* _Working data_:
##########

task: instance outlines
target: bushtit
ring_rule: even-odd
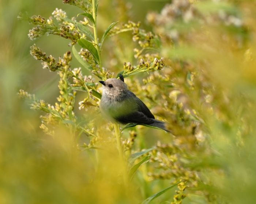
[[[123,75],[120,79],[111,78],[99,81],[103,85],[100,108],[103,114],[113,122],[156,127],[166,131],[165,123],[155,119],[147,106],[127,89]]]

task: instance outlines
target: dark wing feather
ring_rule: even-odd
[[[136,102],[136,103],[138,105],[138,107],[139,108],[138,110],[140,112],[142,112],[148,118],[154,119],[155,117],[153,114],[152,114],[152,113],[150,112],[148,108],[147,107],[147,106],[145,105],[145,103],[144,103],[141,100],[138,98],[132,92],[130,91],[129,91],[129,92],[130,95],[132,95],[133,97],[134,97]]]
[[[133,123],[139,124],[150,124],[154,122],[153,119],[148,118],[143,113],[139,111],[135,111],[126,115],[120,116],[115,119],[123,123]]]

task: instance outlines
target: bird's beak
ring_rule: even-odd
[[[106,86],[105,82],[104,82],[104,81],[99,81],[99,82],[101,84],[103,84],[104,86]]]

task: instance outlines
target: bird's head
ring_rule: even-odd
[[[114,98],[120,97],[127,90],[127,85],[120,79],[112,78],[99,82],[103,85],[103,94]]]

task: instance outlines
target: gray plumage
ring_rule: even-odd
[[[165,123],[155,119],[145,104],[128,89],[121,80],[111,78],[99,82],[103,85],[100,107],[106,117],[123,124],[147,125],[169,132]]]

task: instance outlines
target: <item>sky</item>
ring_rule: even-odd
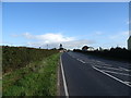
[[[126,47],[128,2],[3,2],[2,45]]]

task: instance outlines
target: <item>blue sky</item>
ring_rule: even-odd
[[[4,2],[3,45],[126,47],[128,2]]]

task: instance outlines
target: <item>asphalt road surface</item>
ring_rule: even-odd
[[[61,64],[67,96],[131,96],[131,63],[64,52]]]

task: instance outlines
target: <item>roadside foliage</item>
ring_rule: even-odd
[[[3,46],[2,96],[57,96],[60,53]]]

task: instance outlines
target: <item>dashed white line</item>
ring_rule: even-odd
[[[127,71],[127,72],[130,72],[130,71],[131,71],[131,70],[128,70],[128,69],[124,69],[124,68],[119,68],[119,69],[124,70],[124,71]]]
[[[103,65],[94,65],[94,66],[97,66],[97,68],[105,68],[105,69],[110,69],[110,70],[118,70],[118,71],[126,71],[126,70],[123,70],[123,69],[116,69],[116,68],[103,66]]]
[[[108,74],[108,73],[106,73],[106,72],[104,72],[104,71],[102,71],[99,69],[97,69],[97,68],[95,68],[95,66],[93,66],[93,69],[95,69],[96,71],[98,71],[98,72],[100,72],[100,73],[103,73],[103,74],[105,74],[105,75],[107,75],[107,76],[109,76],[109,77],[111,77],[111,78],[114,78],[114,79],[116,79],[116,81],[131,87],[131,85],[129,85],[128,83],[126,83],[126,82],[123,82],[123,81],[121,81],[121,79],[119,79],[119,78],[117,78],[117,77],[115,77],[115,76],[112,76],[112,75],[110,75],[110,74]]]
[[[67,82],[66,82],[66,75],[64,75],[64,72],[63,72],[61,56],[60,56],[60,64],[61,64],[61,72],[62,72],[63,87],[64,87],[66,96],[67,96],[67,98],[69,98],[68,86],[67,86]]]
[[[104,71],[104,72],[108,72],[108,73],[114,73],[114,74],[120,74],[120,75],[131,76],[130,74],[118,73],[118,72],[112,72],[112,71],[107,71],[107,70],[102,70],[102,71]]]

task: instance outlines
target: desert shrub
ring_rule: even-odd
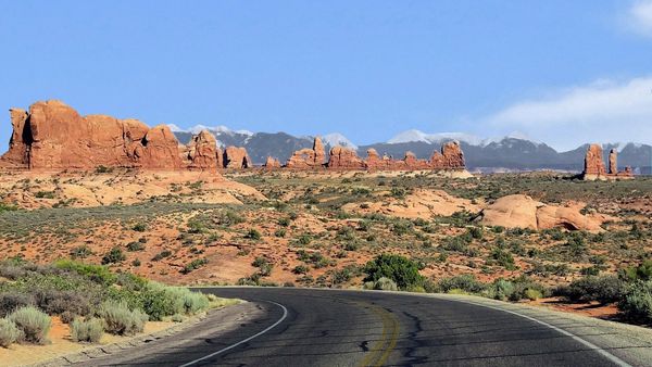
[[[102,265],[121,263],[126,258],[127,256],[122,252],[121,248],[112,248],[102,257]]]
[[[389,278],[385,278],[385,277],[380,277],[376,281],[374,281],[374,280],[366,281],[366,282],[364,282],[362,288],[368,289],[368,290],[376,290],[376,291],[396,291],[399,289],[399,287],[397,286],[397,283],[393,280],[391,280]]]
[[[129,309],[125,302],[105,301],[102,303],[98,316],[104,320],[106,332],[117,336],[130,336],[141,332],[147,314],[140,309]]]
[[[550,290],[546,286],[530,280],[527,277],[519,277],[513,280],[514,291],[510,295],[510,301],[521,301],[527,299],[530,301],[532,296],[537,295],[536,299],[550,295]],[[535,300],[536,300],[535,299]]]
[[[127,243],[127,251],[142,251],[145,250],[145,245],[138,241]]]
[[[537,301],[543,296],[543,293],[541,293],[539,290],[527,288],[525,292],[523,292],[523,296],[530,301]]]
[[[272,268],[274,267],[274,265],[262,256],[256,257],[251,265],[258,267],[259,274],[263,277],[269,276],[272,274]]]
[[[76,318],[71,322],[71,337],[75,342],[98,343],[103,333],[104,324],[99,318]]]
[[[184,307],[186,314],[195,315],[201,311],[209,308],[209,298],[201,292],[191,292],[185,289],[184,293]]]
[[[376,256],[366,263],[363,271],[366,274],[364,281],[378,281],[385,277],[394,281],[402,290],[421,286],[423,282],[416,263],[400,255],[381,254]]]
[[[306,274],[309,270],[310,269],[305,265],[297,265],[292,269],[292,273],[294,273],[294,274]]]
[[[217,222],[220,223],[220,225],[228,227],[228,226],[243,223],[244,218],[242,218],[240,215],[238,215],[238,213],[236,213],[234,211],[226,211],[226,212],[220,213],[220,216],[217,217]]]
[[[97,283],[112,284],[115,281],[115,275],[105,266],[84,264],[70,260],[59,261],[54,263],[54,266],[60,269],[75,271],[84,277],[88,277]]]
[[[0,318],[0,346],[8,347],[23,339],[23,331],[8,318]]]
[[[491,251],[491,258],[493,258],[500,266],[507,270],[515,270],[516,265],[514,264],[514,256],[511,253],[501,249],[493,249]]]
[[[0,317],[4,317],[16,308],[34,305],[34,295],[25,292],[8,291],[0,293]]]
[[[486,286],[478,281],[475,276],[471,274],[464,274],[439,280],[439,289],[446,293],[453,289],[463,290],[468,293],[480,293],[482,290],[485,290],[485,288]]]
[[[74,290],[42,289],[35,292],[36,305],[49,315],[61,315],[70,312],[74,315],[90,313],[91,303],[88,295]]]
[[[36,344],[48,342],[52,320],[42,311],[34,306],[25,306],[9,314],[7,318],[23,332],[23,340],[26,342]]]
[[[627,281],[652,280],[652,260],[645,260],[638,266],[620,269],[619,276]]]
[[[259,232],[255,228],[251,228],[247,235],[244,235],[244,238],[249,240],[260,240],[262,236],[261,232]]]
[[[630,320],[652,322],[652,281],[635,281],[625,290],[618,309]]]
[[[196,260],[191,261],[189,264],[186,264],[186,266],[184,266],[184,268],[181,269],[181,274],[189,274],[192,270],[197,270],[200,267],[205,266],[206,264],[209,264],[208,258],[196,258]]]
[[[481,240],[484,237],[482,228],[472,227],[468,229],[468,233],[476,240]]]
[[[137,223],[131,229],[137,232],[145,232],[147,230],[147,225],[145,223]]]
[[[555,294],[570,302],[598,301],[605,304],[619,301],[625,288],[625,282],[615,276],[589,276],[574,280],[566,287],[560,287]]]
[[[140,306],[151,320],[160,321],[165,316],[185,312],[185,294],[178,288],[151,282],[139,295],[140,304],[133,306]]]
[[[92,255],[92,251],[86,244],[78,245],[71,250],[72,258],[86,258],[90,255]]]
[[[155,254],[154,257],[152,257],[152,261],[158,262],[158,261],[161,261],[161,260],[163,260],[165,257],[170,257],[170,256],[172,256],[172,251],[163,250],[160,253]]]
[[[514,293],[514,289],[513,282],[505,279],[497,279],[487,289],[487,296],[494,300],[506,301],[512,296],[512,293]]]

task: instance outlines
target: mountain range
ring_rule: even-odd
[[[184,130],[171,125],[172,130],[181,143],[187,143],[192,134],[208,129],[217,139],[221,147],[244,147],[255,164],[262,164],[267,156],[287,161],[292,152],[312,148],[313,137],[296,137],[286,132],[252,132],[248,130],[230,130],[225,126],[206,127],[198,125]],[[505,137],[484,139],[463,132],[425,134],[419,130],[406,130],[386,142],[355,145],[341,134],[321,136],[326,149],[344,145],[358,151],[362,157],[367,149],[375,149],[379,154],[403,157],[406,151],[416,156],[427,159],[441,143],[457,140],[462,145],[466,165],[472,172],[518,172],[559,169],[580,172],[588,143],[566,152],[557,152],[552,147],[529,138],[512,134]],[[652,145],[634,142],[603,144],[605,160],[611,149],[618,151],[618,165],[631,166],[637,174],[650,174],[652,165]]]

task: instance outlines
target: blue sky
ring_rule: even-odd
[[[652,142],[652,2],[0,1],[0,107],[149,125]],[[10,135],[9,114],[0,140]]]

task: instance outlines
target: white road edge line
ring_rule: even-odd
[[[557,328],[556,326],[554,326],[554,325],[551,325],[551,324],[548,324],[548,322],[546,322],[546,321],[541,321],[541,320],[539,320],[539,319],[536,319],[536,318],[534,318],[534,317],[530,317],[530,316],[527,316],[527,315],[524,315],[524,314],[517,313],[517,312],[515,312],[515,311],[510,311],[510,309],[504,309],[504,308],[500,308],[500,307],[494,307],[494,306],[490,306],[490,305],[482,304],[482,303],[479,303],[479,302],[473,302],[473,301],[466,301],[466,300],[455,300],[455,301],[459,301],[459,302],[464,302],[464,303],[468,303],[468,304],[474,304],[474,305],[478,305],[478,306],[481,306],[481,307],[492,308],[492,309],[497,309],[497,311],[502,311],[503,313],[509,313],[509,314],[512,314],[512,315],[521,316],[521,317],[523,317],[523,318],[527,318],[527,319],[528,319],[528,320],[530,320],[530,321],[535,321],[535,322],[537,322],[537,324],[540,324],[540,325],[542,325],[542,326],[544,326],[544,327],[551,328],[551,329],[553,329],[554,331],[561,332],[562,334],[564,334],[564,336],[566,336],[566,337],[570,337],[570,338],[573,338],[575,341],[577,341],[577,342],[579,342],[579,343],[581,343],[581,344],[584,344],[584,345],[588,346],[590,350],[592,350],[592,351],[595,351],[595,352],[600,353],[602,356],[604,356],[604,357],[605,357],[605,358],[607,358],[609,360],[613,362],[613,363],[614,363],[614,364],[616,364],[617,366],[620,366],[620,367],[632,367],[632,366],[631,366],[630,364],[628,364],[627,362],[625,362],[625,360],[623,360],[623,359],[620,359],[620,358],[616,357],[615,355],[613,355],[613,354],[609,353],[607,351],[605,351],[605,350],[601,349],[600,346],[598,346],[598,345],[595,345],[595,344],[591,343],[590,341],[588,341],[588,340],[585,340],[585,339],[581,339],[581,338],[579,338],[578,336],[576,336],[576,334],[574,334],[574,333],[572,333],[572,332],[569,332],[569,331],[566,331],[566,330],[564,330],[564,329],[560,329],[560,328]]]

##########

* _Task statement_:
Count the lines above that contain the string "item" and give only that number.

* _Task response_:
5